FRAGMENTO DEL DOCUMENTO:
******

Cultura

Ken Loach defiende el activismo de la esperanza en 'El viejo roble'

El cineasta británico se despide de la ficción con un relato en el que reivindica la convivencia y la solidaridad

Aunque siempre tiene el ojo puesto a las circunstancias sociales del presente, el cineasta británico Ken Loach, director de títulos como Tierra y libertad (1995), El viento que agita la cebada (2006) o Yo, William Blake (2016), destaca por buscar sin descanso la humanidad en sus personajes y convertirlos no solo en referentes de la bondad, sino en una prueba irrefutable de la esperanza en la sociedad. Si los puedes imaginar, existen, debe pensar el director inglés.

Durante su visita al Festival de San Sebastián en 2019, el cineasta británico señaló en declaraciones a los medios que la esencia del arte es, en parte, "celebrar, explicar y amar la vida". "Siempre hay algo que preguntarse", señaló a varios periodistas -entre ellos, esta redactora de Vozpópuli-, con motivo de la participación en el certamen donostiarra con su película Sorry, we missed you, en la que exploró las consecuencias familiares de la precariedad laboral y los daños colaterales en la relación de un padre y su familia.

Hace apenas unas semanas, los cines españoles estrenaron la que en teoría es su última película, aunque es cierto que no descarta rodar un documental. El viejo roble -un título un tanto cursi, para ser sinceros- no se separa ni un ápice de su misión y continúa con la aspiración de este cineasta, que en junio cumplió 87 años, y de su inseparable guionista, Paul Laverty: demostrar que ser una buena persona es lo único importante, incluso cuando todo lo demás se pone en contra. Querer y ser querido, pues, es la garantía de la felicidad, según el universo de Ken Loach.

Y este mensaje, que puede parecer ingenuo e inocente, vertebra también la trama de su nueva película, en la que un grupo de refugiados sirios llega a un pueblo minero del noreste de Reino Unido con la ambición de empezar una nueva vida para sacar adelante a sus familias. Sin embargo, no reciben el calor de una población que mira con recelo a los nuevos habitantes, en parte cansados por una pobreza acuciante ante el cierre consecutivo de las minas que durante generaciones les dieron de comer y ante la amenaza creciente de un mercado inmobiliario voraz.

En este pueblo sobrevive a duras penas The old oak, un pub regentado por TJ Ballantyne (interpretado por un brillante Dave Turner), que hace frente a sus deudas y a los gastos como puede, animado en parte por sacar adelante el único lugar público en el que los vecinos se pueden reunir, convertido en un lugar de resistencia ante los cambios. Al mismo tiempo, dedica sus horas libres a ayudar a los demás, y es en estas actividades altruistas cuando conoce a Yara (Ebla Mari), una joven siria amante de la fotografía que sirve de puente para estrechar lazos entre las dos comunidades.

******

LÍNEAS DE DATOS:
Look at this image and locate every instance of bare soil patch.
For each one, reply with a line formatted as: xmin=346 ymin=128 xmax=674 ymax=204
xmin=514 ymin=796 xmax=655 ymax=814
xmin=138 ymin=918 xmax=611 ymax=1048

******

QUÉ DEBES HACER:
Continúa el artículo sobre la película El viejo roble, de Ken Loach, a partir de su última oración.

RESPUESTA CORRECTA:
Esta película, que se presentó en la pasada edición del Festival de Cannes, donde Ken Loach ha resultado ganador de la Palma de Oro en dos ocasiones, es una cinta más luminosa que sus anteriores trabajos y pone el foco en las posibilidades que existen cuando la convivencia funciona y cuando la solidaridad se convierte en la única alternativa. Con esta película, de corte social y que puede funcionar como una fábula, Ken Loach apuesta de nuevo por destacar por encima de las demás la verdadera cualidad ganadora: la generosidad.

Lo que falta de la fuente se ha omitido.